The exercise:
Find "Would you mind pinning the red" in the records that follow; print that line and each subsequent line through the last one, verbatim and with nothing added.

** start Data shown **

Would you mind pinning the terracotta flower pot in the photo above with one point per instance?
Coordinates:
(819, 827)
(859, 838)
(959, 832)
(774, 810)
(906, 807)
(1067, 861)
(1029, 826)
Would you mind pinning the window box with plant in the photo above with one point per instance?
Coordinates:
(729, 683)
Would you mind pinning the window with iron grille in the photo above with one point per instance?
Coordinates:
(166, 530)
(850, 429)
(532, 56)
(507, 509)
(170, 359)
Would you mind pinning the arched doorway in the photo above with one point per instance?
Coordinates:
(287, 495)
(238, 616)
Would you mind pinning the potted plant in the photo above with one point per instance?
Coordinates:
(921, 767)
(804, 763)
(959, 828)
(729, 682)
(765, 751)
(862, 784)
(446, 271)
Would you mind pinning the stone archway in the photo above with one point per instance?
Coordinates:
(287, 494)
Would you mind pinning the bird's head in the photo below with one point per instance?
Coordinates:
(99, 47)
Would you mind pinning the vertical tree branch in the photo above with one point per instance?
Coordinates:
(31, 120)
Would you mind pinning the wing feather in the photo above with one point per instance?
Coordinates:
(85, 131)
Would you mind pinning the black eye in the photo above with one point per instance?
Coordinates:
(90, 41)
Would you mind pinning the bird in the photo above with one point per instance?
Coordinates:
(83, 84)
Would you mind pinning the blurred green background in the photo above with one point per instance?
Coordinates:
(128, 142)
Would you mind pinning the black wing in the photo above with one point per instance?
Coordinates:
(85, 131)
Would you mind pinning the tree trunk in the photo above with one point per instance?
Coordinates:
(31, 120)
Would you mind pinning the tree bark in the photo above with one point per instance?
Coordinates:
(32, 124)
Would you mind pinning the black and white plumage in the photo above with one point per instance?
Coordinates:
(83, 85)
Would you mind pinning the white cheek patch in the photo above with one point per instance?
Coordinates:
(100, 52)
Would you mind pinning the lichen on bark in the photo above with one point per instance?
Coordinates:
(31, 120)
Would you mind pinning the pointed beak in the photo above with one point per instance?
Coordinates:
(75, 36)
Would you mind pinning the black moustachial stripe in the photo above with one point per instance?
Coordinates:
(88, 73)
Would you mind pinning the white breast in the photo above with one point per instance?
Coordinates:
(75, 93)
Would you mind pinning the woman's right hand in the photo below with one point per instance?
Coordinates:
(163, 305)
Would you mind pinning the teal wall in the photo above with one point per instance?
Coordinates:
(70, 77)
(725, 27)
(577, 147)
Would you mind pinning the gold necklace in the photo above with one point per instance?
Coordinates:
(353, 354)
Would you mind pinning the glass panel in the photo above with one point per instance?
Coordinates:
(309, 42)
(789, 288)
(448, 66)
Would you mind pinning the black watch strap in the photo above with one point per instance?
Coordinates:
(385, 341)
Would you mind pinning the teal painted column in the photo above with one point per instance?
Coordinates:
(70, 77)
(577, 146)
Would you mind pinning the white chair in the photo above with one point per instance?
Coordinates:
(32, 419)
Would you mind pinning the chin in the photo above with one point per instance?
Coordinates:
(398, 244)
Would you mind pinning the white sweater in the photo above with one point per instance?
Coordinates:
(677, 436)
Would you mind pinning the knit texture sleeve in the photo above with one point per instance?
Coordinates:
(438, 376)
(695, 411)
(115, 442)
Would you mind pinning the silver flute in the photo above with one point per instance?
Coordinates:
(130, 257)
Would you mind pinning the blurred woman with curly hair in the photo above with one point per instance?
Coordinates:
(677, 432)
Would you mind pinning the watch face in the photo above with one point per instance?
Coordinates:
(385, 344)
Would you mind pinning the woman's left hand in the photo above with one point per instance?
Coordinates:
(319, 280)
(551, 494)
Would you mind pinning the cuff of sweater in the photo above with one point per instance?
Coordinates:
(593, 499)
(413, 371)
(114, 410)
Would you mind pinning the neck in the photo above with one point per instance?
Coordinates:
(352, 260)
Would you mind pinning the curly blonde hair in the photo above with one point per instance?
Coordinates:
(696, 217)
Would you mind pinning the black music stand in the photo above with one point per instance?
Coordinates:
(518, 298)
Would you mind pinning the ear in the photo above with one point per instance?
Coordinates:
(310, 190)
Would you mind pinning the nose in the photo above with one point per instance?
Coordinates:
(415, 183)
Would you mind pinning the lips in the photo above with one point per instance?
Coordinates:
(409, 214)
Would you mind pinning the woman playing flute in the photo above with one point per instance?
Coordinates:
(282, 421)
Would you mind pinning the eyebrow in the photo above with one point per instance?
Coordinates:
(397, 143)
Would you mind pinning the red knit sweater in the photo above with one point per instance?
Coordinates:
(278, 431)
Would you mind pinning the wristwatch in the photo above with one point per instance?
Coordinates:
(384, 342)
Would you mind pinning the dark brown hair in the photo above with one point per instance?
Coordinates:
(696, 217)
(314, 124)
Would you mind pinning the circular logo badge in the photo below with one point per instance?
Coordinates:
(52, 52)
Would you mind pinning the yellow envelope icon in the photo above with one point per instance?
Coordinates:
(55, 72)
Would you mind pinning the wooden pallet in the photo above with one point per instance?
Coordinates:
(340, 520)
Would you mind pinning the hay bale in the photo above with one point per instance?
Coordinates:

** end Data shown **

Task answer:
Would you mind pinning the red knit sweater in the photo above with one point per instance?
Coordinates:
(278, 431)
Would you mind pinning the wristwatch in the photo above with one point per instance?
Coordinates:
(384, 342)
Would you mind pinning the dark brown hair in the photo above with one point per instance?
Coordinates:
(696, 217)
(314, 124)
Would you mind pinning the circular logo badge in the photo below with one point per instance?
Coordinates:
(52, 52)
Would you mind pinning the yellow envelope icon in the photo above with one point per instance?
Coordinates:
(55, 72)
Would you mind pinning the wooden pallet in the photo above with one point per instance?
Coordinates:
(340, 520)
Would you mind pinning the hay bale in the photo above with one point per instance?
Coordinates:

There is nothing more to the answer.